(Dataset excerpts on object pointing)

※

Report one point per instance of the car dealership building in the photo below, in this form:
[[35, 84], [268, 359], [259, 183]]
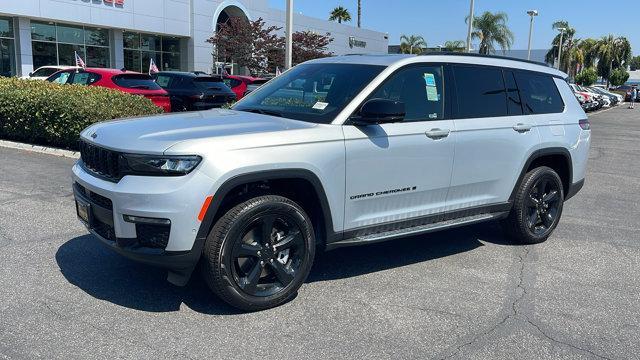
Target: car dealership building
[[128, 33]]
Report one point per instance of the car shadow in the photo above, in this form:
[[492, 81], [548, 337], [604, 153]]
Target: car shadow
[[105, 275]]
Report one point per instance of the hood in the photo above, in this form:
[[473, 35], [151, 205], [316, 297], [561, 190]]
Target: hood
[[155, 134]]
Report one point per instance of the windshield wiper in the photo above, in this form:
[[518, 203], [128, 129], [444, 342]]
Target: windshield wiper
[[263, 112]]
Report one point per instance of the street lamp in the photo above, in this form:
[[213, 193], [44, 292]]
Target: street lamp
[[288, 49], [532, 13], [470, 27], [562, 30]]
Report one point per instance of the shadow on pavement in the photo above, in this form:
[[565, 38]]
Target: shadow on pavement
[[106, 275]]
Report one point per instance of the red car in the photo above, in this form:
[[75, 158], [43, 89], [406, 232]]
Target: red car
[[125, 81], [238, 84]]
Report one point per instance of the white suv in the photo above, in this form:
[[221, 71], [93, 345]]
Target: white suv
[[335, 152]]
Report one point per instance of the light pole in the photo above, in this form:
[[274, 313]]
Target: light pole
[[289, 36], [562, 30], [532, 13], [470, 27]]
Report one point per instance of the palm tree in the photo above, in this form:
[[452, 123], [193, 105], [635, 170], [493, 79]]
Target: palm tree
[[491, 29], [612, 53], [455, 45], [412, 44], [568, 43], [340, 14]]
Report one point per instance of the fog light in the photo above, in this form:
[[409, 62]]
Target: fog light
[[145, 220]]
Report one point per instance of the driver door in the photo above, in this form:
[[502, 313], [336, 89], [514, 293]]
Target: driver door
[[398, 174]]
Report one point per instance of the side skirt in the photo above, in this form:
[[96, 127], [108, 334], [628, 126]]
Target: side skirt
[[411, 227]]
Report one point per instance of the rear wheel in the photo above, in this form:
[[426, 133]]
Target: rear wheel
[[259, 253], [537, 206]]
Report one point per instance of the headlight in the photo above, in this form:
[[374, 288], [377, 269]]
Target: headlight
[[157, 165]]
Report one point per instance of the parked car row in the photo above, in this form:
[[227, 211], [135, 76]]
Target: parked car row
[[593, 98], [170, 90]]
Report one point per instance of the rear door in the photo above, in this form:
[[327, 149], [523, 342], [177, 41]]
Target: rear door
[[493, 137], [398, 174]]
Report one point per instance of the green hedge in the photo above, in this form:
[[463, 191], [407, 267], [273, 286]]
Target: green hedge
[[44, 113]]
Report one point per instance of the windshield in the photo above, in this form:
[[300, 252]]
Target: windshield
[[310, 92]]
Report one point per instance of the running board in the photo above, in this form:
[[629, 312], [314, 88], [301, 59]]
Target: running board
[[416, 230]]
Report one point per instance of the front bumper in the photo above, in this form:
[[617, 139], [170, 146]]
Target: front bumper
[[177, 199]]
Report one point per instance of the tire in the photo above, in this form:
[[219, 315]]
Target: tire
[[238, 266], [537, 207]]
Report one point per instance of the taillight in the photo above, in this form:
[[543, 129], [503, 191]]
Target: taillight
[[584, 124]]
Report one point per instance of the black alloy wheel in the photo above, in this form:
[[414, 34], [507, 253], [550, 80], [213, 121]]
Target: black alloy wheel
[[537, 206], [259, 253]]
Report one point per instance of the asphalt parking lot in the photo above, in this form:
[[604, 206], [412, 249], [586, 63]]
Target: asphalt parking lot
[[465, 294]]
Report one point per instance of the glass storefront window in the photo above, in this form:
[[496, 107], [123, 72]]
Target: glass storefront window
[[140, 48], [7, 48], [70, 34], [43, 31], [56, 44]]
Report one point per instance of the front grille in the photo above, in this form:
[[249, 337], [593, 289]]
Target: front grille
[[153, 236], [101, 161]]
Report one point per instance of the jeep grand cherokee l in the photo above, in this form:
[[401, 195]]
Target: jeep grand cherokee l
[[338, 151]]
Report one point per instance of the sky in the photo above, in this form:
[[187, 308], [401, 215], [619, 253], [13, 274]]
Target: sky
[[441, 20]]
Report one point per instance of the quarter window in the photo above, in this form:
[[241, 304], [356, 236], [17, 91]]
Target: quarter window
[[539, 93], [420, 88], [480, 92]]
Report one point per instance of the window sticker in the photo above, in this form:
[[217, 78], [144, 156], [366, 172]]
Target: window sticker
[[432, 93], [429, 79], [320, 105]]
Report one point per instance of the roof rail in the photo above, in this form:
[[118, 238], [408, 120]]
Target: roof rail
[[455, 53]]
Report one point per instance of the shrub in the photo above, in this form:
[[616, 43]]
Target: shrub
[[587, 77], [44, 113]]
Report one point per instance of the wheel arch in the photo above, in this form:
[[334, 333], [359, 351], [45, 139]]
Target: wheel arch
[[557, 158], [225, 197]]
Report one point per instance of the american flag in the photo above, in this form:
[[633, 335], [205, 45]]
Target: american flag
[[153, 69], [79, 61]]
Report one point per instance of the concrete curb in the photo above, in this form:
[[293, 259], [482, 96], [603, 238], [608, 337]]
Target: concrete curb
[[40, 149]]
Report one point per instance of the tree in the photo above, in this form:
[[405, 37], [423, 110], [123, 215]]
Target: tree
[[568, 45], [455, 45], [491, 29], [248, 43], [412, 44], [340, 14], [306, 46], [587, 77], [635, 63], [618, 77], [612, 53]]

※

Work to be completed: Rewrite the records from their first line through the line containing "[[335, 152]]", replacing "Target" with "Label" and changing nothing else. Omit the pictures from your answer.

Response to this exercise:
Report one point per instance of the car dealership building in the photo below, in this form:
[[35, 84], [268, 359], [259, 183]]
Label: car dealership building
[[128, 33]]
Report one point per instance of the car shadow in the photo above, in this form:
[[492, 81], [548, 337], [604, 153]]
Label: car shadow
[[105, 275]]
Report one point per instance of the hood in the photo above, in this form:
[[473, 35], [151, 205], [316, 297], [561, 190]]
Label: hood
[[155, 134]]
Report one point per instance of the windshield wiper in the photo above, in this form:
[[518, 203], [128, 129], [444, 342]]
Label: windshield wiper
[[263, 112]]
Report one point per instance of the street lamp in the photo above, in this form:
[[213, 193], [44, 292]]
Label: street lamp
[[288, 49], [532, 13], [470, 27], [562, 30]]
Report one point per instance of the shadow on pavement in the photo above, in this form:
[[565, 38]]
Label: shadow on pavement
[[106, 275]]
Report one point per instance of the red car in the photo above, in this form:
[[75, 158], [43, 89], [406, 232]]
Label: red car
[[125, 81], [238, 84]]
Report one point per instance of the white suv in the photo above, in this form:
[[221, 71], [93, 345]]
Label: white suv
[[335, 152]]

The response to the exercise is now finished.